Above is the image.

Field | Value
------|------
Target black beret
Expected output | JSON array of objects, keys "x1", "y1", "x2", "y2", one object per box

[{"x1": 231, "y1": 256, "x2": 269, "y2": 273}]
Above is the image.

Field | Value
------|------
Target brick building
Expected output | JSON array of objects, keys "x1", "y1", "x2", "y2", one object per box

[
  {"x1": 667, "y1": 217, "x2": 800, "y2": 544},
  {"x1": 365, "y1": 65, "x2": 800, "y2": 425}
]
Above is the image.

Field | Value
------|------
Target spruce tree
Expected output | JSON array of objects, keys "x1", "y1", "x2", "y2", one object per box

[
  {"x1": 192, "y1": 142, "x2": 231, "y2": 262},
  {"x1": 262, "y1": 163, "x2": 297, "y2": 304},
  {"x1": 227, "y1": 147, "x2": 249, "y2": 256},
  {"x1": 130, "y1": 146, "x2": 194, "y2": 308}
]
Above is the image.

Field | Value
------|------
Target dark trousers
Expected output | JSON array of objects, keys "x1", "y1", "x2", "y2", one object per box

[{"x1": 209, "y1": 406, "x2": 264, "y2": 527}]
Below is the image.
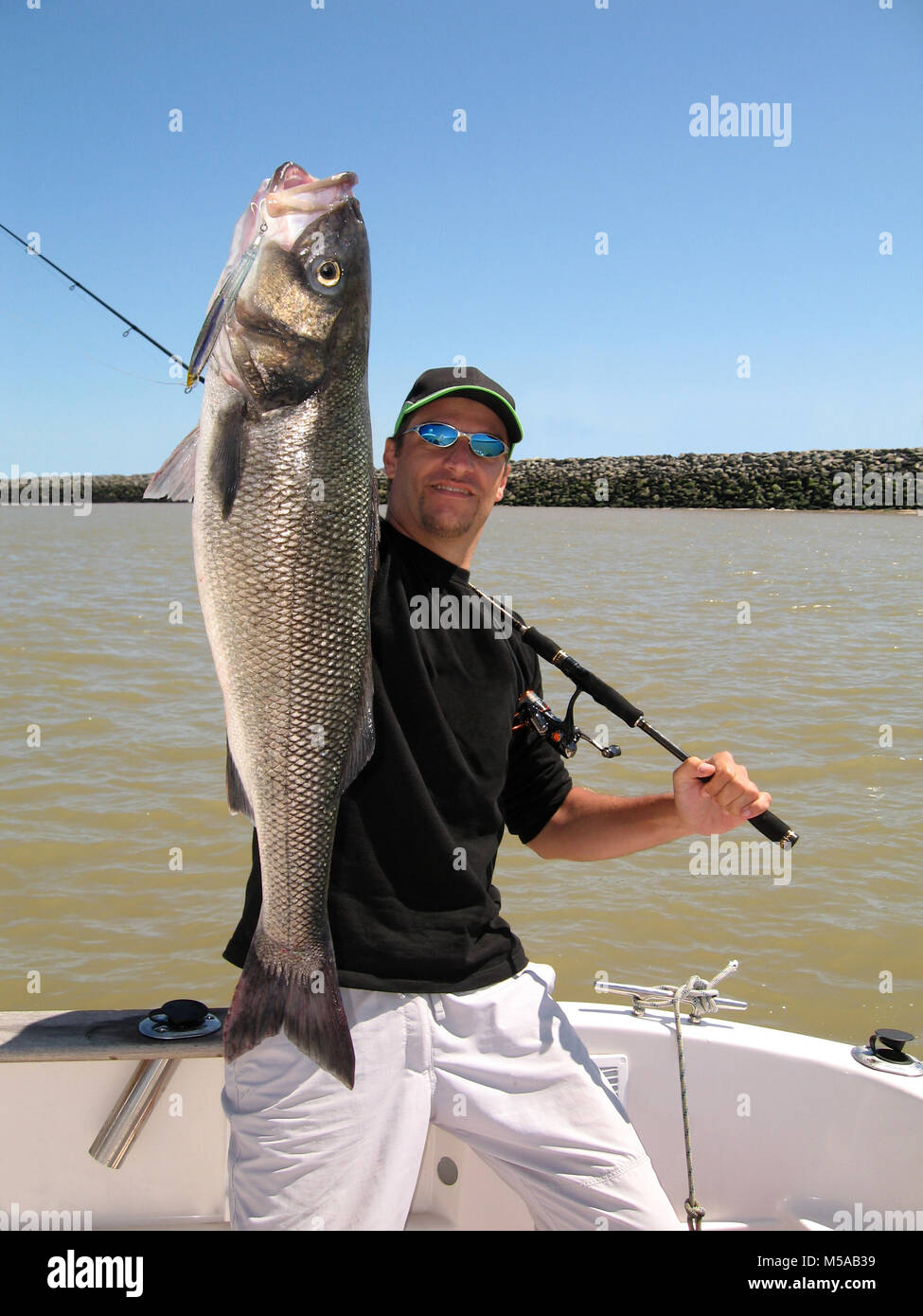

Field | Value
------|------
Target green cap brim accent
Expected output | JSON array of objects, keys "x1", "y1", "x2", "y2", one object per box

[{"x1": 394, "y1": 384, "x2": 523, "y2": 450}]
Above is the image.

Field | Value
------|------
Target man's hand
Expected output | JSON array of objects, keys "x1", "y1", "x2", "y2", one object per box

[{"x1": 673, "y1": 750, "x2": 772, "y2": 836}]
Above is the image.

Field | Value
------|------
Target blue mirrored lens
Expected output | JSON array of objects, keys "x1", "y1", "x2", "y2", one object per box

[
  {"x1": 471, "y1": 435, "x2": 506, "y2": 456},
  {"x1": 418, "y1": 421, "x2": 458, "y2": 448},
  {"x1": 417, "y1": 421, "x2": 506, "y2": 456}
]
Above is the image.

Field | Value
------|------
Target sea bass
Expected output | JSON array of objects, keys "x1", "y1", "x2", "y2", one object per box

[{"x1": 145, "y1": 163, "x2": 378, "y2": 1087}]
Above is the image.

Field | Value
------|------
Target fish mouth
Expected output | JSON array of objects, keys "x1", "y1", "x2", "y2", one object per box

[{"x1": 263, "y1": 161, "x2": 358, "y2": 219}]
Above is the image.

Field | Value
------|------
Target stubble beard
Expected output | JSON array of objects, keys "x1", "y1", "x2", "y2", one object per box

[{"x1": 420, "y1": 499, "x2": 478, "y2": 540}]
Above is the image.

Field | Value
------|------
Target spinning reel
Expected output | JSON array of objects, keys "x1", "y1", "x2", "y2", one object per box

[{"x1": 512, "y1": 689, "x2": 621, "y2": 758}]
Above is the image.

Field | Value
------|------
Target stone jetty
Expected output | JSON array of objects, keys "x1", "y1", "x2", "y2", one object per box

[{"x1": 32, "y1": 448, "x2": 923, "y2": 510}]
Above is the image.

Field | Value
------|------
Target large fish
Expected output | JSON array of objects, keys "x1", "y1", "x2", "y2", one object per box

[{"x1": 145, "y1": 163, "x2": 378, "y2": 1087}]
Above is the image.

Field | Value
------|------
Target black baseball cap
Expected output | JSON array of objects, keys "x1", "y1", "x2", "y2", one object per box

[{"x1": 394, "y1": 365, "x2": 523, "y2": 448}]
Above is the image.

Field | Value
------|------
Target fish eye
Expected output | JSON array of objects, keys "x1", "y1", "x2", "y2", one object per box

[{"x1": 313, "y1": 257, "x2": 343, "y2": 288}]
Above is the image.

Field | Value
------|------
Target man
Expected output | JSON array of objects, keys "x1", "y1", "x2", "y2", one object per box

[{"x1": 223, "y1": 367, "x2": 771, "y2": 1229}]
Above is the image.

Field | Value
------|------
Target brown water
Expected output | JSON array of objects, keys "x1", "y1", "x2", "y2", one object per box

[{"x1": 0, "y1": 506, "x2": 923, "y2": 1040}]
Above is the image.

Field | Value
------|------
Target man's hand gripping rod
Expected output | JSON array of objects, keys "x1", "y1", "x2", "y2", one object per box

[{"x1": 469, "y1": 581, "x2": 798, "y2": 850}]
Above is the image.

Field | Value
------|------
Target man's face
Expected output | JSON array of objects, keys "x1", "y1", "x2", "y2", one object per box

[{"x1": 384, "y1": 395, "x2": 509, "y2": 567}]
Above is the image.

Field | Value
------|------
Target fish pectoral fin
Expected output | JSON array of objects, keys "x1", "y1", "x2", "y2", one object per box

[
  {"x1": 141, "y1": 425, "x2": 199, "y2": 503},
  {"x1": 225, "y1": 745, "x2": 251, "y2": 827},
  {"x1": 340, "y1": 497, "x2": 381, "y2": 793},
  {"x1": 208, "y1": 398, "x2": 246, "y2": 521}
]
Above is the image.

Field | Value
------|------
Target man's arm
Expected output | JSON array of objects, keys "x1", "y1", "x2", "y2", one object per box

[{"x1": 528, "y1": 752, "x2": 772, "y2": 860}]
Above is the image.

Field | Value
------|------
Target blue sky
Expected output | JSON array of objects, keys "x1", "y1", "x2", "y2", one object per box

[{"x1": 0, "y1": 0, "x2": 923, "y2": 473}]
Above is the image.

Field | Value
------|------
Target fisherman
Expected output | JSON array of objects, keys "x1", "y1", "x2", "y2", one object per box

[{"x1": 222, "y1": 367, "x2": 771, "y2": 1231}]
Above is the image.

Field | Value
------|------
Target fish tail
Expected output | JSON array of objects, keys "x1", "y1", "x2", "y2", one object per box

[{"x1": 223, "y1": 928, "x2": 356, "y2": 1089}]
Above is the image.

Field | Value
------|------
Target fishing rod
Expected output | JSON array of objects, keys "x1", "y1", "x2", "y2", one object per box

[
  {"x1": 469, "y1": 581, "x2": 798, "y2": 850},
  {"x1": 0, "y1": 223, "x2": 189, "y2": 372}
]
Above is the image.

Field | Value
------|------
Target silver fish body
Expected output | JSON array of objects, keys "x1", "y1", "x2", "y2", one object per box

[{"x1": 144, "y1": 166, "x2": 378, "y2": 1087}]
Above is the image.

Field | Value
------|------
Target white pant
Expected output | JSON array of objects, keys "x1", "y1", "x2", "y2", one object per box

[{"x1": 222, "y1": 965, "x2": 683, "y2": 1229}]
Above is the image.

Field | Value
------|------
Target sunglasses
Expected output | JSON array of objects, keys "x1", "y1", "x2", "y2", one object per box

[{"x1": 401, "y1": 421, "x2": 509, "y2": 459}]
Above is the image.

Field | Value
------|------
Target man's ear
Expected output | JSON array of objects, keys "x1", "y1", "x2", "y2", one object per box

[{"x1": 494, "y1": 462, "x2": 509, "y2": 503}]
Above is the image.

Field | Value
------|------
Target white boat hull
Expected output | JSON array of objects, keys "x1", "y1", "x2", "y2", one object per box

[{"x1": 0, "y1": 1003, "x2": 923, "y2": 1231}]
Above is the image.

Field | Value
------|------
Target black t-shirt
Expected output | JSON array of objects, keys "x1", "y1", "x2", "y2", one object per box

[{"x1": 223, "y1": 521, "x2": 573, "y2": 992}]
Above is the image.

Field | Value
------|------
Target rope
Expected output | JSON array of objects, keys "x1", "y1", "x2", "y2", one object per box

[
  {"x1": 673, "y1": 975, "x2": 708, "y2": 1232},
  {"x1": 673, "y1": 959, "x2": 737, "y2": 1232}
]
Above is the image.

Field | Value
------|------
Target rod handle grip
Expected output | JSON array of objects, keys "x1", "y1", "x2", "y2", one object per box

[{"x1": 747, "y1": 809, "x2": 798, "y2": 850}]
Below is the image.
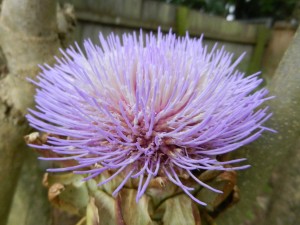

• • • • •

Return every line above that contains the word "blue". Case matters.

**Written answer:**
Target blue mirrored lens
Target blue sky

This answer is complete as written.